◆ Prompt:
Show every line in the rows that contains the string "green", matching case exactly.

Saved entries
★ ★ ★ ★ ★

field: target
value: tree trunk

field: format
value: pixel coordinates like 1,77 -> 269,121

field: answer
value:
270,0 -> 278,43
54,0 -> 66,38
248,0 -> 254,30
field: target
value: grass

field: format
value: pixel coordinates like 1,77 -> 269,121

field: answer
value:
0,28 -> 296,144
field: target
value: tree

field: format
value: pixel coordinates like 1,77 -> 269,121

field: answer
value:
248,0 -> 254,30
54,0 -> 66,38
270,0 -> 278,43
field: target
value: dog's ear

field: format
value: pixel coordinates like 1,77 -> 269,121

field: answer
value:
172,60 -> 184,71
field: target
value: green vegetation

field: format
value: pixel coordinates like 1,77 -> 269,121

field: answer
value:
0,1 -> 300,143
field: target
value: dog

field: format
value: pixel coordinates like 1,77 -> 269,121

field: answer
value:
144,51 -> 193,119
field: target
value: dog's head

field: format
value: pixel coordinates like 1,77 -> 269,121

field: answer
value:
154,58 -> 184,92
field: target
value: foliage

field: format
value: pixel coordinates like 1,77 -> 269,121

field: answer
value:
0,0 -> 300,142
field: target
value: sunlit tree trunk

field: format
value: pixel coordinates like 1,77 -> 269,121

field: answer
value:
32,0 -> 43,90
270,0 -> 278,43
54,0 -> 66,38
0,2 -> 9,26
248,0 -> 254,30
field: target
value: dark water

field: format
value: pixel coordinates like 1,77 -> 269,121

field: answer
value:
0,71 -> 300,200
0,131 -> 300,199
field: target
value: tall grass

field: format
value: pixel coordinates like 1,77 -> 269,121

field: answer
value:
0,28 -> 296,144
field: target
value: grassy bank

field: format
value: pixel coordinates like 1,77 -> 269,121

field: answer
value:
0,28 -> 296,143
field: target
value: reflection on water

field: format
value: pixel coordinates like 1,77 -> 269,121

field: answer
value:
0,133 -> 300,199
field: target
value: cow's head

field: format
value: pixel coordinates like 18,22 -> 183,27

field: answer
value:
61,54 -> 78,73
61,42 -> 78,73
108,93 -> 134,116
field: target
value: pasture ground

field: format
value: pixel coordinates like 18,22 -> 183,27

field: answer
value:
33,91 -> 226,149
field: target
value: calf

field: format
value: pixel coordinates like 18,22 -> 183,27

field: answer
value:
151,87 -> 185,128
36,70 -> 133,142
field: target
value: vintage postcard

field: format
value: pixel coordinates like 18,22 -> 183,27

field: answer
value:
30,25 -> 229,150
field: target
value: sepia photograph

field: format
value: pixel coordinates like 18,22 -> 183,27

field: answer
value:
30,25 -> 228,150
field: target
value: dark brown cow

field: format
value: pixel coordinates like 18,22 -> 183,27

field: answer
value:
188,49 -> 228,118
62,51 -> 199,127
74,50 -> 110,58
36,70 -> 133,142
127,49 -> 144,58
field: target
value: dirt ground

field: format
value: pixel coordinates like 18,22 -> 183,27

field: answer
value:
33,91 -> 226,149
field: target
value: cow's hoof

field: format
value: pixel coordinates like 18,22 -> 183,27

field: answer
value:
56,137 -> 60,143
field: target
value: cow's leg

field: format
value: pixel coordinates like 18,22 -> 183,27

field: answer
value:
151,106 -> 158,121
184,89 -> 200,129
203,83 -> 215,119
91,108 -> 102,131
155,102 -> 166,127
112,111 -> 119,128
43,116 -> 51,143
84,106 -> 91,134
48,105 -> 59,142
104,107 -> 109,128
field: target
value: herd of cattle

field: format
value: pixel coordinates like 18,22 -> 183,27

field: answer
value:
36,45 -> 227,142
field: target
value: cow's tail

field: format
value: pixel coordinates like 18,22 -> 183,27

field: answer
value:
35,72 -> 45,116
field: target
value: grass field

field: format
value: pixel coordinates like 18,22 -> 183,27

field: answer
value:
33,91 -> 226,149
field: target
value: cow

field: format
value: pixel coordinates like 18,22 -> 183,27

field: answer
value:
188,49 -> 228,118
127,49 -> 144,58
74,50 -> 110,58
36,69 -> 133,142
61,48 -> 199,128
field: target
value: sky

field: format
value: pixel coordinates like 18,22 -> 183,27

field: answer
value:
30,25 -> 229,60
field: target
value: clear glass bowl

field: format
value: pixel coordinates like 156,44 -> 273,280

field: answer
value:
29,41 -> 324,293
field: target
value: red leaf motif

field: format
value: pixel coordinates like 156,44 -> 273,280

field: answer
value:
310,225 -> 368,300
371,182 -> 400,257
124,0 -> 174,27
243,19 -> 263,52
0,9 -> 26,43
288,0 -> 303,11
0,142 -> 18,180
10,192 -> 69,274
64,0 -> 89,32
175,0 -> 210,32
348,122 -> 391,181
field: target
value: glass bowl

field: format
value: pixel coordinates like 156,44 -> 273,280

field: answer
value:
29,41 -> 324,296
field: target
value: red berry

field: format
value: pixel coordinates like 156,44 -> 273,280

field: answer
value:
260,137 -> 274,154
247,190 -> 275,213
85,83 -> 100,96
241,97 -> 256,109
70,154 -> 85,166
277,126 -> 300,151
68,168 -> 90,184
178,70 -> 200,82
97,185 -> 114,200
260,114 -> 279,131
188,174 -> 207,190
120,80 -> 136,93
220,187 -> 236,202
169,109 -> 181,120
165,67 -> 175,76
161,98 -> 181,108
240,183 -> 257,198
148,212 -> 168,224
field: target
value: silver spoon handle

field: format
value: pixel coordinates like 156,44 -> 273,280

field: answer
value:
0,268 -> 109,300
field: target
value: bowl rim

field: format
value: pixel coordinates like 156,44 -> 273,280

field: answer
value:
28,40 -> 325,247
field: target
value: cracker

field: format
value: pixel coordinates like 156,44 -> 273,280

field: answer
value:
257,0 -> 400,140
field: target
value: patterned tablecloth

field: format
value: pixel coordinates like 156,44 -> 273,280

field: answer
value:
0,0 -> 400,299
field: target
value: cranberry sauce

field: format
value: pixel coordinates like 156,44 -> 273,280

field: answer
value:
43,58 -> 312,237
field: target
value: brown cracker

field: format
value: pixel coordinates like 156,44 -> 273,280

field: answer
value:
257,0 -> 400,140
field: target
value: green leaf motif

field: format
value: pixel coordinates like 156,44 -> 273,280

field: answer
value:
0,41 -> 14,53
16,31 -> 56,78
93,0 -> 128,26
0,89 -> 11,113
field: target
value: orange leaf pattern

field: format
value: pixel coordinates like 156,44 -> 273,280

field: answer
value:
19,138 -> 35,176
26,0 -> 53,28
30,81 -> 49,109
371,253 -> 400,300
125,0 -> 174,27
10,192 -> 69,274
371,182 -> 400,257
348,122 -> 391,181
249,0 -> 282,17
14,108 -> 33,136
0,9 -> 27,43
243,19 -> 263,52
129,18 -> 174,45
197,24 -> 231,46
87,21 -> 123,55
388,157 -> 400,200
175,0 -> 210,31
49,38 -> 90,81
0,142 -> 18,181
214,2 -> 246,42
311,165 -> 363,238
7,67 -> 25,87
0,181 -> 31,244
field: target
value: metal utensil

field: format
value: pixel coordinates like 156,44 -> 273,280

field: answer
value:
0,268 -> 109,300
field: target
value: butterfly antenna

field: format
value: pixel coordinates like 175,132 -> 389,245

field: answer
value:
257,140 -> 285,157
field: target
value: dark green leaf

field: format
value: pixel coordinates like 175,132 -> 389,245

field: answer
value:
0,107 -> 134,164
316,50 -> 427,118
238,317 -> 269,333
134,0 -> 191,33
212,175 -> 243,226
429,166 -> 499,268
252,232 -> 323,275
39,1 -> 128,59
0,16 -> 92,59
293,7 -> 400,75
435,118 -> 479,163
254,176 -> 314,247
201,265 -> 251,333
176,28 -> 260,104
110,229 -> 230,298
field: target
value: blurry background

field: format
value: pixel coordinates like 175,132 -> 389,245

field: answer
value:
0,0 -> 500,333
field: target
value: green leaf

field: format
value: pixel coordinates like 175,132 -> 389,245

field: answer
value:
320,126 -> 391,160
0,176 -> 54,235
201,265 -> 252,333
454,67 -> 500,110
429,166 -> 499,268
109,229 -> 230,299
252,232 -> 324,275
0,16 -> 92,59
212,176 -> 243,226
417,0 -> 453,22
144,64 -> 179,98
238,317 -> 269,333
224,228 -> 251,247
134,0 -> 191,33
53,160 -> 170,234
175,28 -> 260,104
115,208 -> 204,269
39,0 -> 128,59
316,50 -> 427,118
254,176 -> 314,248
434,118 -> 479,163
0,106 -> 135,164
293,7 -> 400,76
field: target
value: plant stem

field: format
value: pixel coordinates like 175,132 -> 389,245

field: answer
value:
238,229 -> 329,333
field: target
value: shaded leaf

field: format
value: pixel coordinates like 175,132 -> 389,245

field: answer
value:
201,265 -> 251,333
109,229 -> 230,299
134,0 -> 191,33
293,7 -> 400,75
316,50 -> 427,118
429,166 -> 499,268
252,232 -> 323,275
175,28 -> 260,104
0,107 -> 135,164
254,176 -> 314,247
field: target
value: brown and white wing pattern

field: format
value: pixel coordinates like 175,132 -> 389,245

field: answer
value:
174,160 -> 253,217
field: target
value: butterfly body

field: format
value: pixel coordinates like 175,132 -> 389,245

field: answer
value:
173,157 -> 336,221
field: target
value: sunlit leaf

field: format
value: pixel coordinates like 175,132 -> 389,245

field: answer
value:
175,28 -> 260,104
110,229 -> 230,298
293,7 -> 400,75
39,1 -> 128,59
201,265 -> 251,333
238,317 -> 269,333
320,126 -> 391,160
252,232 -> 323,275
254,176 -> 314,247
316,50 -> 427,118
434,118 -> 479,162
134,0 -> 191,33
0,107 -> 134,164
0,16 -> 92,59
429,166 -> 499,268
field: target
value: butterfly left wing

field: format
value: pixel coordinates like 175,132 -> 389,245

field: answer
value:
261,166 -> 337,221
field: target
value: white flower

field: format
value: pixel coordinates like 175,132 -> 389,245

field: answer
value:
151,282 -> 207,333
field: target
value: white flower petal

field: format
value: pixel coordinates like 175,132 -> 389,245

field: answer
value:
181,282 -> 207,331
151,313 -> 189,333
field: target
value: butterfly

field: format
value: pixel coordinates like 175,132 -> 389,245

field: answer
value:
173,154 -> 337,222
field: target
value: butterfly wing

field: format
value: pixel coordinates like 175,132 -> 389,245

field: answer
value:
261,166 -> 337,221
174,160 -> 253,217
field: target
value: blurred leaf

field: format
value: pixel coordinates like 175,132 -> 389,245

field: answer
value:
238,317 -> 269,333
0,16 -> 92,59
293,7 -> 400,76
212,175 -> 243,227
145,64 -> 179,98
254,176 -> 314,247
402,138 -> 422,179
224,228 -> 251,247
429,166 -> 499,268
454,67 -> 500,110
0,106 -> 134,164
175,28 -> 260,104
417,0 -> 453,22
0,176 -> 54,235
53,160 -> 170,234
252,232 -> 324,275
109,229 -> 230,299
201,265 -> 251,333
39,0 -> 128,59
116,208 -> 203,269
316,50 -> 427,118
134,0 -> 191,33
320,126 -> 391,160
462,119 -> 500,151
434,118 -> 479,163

★ ★ ★ ★ ★

◆ Completed task:
value: green vegetation
value: green leaf motif
value: dark green leaf
value: green leaf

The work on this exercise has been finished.